-------- 文档片段

步骤7: 启动导入作业的Controller

@RestController
@RequestMapping("/api/import")
public class ImportController {
    
    @Autowired
    private JobLauncher jobLauncher;
    
    @Autowired
    private Job importOrderJob;
    
    @PostMapping("/orders")
    public ResponseEntity<String> importOrders(@RequestParam("filePath") String filePath) {
        try {
            JobParameters jobParameters = new JobParametersBuilder()
                    .addString("filePath", filePath)
                    .addDate("time", new Date())
                    .toJobParameters();
            
            JobExecution execution = jobLauncher.run(importOrderJob, jobParameters);
            
            return ResponseEntity.ok("Import job started with ID: " + execution.getId());
        } catch (Exception e) {
            return ResponseEntity.status(HttpStatus.INTERNAL_SERVER_ERROR)

----------------
-------- 数据条目

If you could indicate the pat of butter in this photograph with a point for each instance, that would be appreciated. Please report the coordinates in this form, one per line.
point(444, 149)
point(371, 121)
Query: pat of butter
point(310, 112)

----------------

● **任务目标**
a – 请原样输出导入作业Controller代码中从“public class ImportController”开始、到“jobParameters = new JobParametersBuilder()”结束的部分。
b – 根据导入作业Controller代码回答:
(i) 该Controller类上的@RequestMapping指定的路径是什么?
(ii) importOrders方法通过@PostMapping映射到哪个路径?
(iii) 构建JobParameters时,除filePath外还添加了哪个参数,其值是什么?
c – 从导入作业Controller代码停止的位置往下续写。
上述数据在此不起任何作用。

● **各题结果**
a –
public class ImportController {
    
    @Autowired
    private JobLauncher jobLauncher;
    
    @Autowired
    private Job importOrderJob;
    
    @PostMapping("/orders")
    public ResponseEntity<String> importOrders(@RequestParam("filePath") String filePath) {
        try {
            JobParameters jobParameters = new JobParametersBuilder()

b –
(i) "/api/import"
(ii) "/orders"
(iii) 名为"time"的日期参数,值为new Date()

c –
                    .body("Failed to start import job: " + e.getMessage());
        }
    }
    
    @GetMapping("/status/{jobId}")
    public ResponseEntity<String> getJobStatus(@PathVariable Long jobId) {
        // 实现查询作业状态的逻辑
        // ...
        return ResponseEntity.ok("Job status information");
    }
}

性能优化要点

  1. 分片处理: 将一亿条数据分成多个小块处理
  2. 多线程并行: 使用多线程提高处理速度
  3. 批量提交: 每次提交多条数据(如10000条)而不是逐条提交
  4. 流式读取: 避免一次性将所有Excel数据加载到内存
  5. 数据库优化: 暂时禁用索引、外键和自动提交
  6. 任务监控: 实现进度跟踪和失败重试机制

这种方案能够有效处理一亿条Excel数据的导入,同时保持系统稳定性和性能。